──────── Data section ────────
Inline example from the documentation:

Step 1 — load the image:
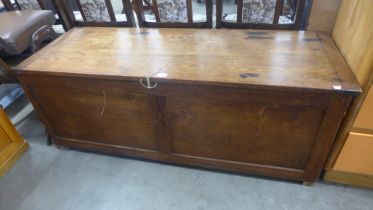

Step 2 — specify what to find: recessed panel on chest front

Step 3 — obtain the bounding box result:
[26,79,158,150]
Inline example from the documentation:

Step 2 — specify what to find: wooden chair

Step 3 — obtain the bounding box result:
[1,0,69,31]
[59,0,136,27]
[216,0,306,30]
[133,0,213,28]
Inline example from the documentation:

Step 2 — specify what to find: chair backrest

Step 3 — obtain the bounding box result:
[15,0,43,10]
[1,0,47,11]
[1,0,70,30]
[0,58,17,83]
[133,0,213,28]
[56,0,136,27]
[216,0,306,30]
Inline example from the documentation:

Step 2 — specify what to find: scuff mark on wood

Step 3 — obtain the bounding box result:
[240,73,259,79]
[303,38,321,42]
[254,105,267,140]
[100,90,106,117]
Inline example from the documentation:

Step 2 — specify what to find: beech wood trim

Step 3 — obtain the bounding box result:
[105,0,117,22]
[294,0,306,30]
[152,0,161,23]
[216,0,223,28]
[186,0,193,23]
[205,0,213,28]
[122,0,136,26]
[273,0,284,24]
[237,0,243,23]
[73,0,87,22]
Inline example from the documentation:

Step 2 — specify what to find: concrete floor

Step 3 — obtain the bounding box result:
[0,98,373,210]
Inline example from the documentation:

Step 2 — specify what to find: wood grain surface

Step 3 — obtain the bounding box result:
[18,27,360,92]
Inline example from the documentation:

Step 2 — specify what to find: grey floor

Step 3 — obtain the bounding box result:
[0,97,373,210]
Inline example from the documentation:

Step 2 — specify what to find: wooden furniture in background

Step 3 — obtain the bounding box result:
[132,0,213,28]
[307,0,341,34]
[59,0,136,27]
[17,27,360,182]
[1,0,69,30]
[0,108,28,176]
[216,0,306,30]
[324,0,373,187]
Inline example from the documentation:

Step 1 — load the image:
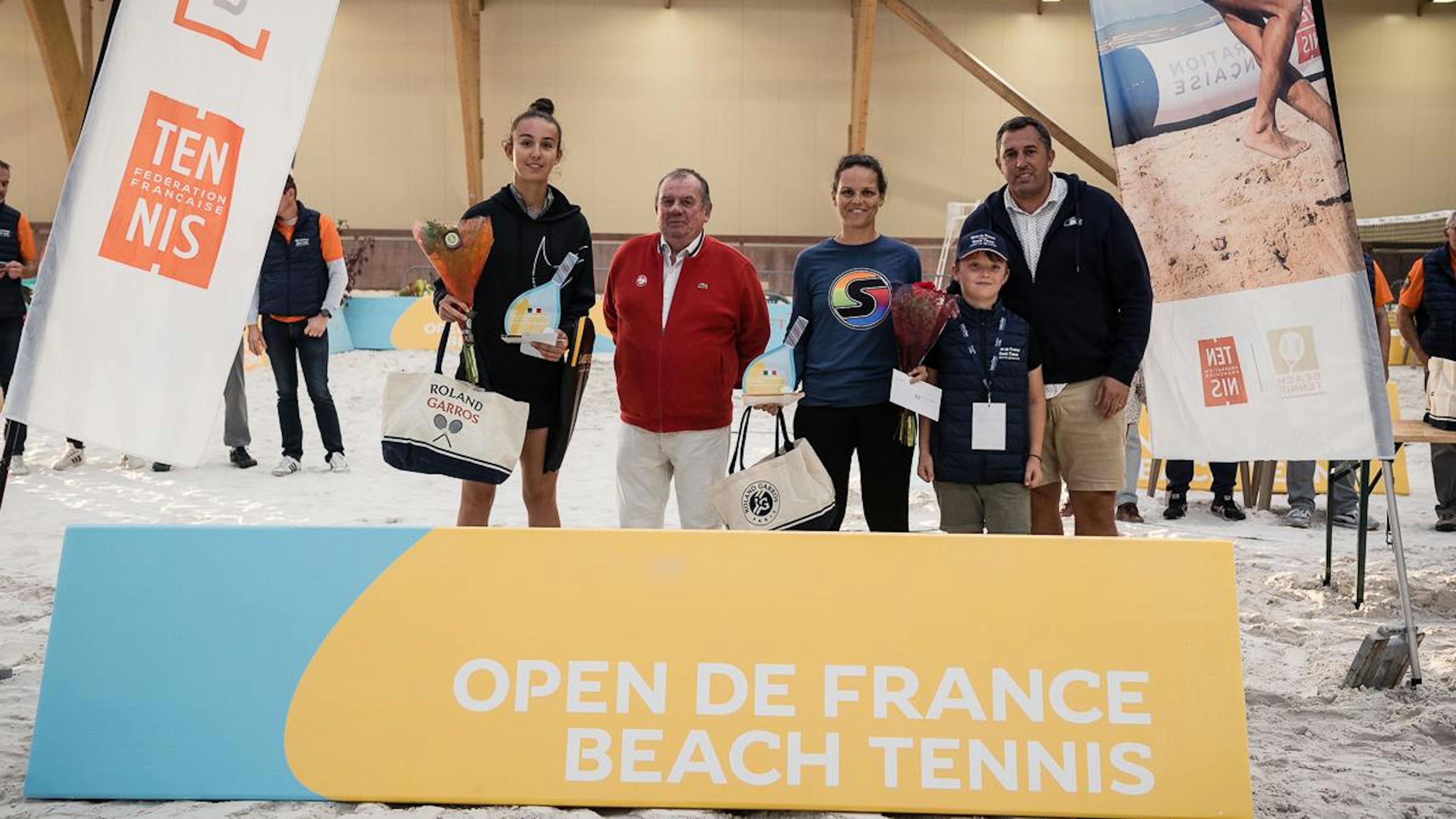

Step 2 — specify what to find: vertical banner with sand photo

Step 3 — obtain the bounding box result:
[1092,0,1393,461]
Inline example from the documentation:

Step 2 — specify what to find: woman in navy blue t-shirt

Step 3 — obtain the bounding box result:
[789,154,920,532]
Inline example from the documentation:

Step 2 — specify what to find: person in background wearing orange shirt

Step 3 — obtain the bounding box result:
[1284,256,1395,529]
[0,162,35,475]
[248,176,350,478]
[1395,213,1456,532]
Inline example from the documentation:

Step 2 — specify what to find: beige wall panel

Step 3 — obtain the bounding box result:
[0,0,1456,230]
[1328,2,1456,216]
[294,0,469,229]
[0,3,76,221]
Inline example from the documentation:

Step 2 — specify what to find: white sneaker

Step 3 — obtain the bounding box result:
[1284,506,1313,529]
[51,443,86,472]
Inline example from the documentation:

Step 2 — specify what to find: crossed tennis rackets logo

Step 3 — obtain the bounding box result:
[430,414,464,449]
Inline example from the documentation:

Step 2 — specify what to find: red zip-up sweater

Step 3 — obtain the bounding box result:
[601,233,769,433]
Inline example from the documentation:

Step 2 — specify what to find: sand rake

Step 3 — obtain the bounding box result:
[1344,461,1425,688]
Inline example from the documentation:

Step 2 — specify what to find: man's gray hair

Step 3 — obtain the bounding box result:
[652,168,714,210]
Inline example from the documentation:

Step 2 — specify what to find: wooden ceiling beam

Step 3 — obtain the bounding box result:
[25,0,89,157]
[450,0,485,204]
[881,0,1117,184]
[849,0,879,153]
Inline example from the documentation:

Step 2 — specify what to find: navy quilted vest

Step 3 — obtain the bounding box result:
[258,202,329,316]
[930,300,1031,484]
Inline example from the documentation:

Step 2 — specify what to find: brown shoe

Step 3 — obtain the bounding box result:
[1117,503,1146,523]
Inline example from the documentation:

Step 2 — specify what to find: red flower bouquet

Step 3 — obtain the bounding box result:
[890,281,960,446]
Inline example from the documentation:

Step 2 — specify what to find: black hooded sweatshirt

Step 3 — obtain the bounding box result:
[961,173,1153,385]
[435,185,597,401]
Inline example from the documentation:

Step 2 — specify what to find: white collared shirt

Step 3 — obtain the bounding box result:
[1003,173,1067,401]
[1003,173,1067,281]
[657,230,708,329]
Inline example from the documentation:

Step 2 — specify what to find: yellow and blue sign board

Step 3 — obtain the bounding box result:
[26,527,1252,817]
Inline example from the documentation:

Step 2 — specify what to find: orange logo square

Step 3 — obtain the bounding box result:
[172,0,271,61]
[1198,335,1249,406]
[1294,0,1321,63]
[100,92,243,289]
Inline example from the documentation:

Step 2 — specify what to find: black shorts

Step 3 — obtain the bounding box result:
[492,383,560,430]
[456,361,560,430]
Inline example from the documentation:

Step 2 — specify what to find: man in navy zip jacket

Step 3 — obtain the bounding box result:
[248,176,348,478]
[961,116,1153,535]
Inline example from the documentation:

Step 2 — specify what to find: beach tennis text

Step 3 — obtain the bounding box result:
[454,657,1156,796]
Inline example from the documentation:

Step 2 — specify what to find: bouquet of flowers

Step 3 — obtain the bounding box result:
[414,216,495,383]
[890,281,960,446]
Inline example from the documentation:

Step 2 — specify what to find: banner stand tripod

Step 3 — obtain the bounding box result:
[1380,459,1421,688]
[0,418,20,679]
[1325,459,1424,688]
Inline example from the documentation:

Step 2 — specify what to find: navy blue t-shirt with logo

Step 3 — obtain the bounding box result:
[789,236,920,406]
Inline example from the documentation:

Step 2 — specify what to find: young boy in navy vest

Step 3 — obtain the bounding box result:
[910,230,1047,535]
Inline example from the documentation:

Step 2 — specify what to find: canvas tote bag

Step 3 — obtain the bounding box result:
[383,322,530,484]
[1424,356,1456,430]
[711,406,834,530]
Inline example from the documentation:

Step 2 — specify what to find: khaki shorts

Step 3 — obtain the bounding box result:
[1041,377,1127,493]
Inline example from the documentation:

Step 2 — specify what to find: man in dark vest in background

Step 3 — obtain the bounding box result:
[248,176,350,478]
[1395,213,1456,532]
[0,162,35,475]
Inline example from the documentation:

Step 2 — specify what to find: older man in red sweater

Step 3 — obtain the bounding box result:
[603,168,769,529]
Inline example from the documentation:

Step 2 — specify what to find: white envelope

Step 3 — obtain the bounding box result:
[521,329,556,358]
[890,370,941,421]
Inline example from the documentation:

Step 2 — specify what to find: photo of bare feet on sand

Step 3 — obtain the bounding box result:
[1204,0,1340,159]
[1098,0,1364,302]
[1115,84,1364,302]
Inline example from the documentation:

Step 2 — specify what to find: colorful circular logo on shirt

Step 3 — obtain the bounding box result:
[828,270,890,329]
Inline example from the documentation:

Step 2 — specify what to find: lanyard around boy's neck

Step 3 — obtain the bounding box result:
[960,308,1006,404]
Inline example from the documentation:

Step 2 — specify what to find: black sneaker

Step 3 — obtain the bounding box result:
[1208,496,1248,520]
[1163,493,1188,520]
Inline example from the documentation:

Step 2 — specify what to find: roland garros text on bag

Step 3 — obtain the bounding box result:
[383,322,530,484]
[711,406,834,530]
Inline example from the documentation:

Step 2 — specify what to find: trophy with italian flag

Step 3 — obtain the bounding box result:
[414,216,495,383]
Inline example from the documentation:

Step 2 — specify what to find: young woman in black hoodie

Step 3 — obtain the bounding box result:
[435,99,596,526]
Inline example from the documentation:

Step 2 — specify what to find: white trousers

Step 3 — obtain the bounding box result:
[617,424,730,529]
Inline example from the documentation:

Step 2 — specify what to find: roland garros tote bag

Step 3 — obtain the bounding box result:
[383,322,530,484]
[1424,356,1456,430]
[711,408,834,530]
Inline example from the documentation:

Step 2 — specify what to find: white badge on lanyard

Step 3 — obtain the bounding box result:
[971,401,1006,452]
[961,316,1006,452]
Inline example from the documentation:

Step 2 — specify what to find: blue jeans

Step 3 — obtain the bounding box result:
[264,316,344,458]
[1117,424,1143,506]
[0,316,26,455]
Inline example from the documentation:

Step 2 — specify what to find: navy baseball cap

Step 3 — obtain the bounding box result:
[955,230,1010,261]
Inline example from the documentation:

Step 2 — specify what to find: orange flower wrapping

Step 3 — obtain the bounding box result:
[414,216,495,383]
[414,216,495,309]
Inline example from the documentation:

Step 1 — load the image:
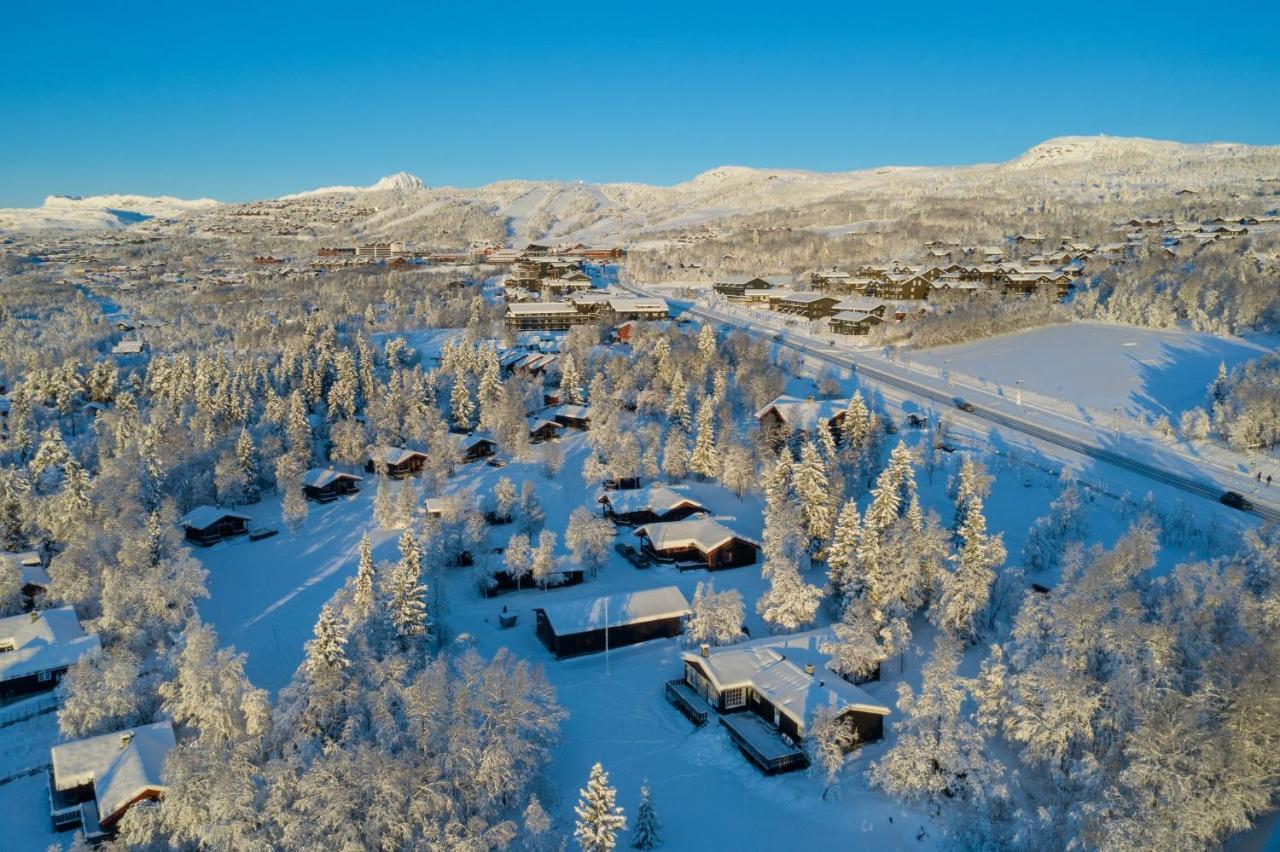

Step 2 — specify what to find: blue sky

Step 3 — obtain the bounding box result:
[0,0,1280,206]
────────
▶ _Task_
Return every line of the rows above that contains the string "orange", matching case exactly.

▶ _Task answer_
Step 2 — specify what to find: person in background wearing orange shirt
Step 2 — specify what to find: orange logo square
Step 2 — specify what to find: orange flower wrapping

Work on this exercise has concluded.